[DOCUMENT PASSAGE]
--- START ---
Charity Finance's annual SORP Compliance Checklist is a comprehensive guide for charities preparing accruals accounts. Since publication earlier this year, the impact of Covid-19 has led to new issues.
In many cases the SORP already provides guidance and the current situation does not change the required approach. Furthermore, the Charities SORP Committee has issued guidance on annual reports during the pandemic. Notwithstanding that, there are some aspects which have not been addressed.
Grants – Grants, including the Coronavirus Job Retention Scheme (furlough), should be treated in accordance with SORP module 5.
- Grants should be recognised, inter alia, on entitlement – furlough money will generally be received in the month to which it relates.
- Grants may be received to cover costs of staff usually charged to restricted funds. Unless the grant terms are specific, the income should be treated as unrestricted. Costs may then be either apportioned to unrestricted funds, or treated as restricted and covered by a transfer.
- Grants received to meet specific expenditure should not be netted off. Therefore, furloughed employment costs should still show in full.
- Certain Covid-19 related grants are neither time nor performance related, and so are recognised in full at point of entitlement.
Donated services – Many charities are receiving additional volunteer time. The principles of SORP module 6 are unchanged. However, under the furlough scheme, employees from other employers may volunteer. If the services supplied are ones which the charity would otherwise have purchased and are part of the individuals’ “trade or profession and can be reasonably quantified”, then they must be included in the accounts.
Waivers – It is important for charities to be clear on the underlying basis of any cost that is waived or deferred. A deferral means the cost should still be accrued for, whereas a waiver represents income.
Where staff have voluntarily foregone contractual income, then this should be treated gross. Trustees should consider if they need to make adequate disclosures. Any contractual bonuses should be treated on the same basis.
Commercial discounts are not income. Instead, for example in the case of a property lease, the discount should be treated as a reduction in the cost over the life of the lease.
Income conversions – Where a customer confirms that an item of trading income may now be treated as a gift, then that item should be reclassified as a donation. Where this occurs after the year end, then that may potentially be treated as an adjusting post balance sheet event.
--- END ---
[Data records]
--- START ---
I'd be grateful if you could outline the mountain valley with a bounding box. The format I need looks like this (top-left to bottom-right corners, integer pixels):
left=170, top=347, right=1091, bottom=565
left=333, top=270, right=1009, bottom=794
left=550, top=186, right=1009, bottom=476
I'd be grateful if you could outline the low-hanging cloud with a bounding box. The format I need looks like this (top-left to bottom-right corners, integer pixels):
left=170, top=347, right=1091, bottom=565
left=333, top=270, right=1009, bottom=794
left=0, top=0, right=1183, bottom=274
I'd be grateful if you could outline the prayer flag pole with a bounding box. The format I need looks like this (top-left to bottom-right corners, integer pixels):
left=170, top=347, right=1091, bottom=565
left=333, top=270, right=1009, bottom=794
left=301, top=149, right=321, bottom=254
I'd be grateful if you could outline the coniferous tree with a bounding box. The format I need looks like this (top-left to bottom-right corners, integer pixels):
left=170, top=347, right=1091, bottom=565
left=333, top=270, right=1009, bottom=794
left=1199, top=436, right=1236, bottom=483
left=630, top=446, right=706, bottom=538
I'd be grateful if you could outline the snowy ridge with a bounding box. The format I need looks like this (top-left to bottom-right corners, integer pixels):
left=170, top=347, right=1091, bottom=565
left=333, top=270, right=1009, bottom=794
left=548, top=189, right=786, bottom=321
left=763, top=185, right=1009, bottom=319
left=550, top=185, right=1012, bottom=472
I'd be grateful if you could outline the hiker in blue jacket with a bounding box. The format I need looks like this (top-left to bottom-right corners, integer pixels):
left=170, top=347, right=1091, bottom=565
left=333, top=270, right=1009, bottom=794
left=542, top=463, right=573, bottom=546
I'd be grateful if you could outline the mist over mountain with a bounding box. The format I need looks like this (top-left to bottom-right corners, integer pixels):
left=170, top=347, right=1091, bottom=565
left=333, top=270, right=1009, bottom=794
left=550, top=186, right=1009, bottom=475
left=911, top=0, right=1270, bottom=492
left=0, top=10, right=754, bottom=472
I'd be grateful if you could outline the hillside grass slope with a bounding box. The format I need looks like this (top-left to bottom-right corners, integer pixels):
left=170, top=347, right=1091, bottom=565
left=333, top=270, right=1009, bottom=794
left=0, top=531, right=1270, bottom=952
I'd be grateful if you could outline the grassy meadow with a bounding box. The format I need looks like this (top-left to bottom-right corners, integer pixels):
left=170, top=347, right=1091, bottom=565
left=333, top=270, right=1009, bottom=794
--- END ---
In the Covid-19 update to the SORP compliance checklist, what are all the topic headings that open a section and are followed by a dash?

[TASK OUTPUT]
Grants
Donated services
Waivers
Income conversions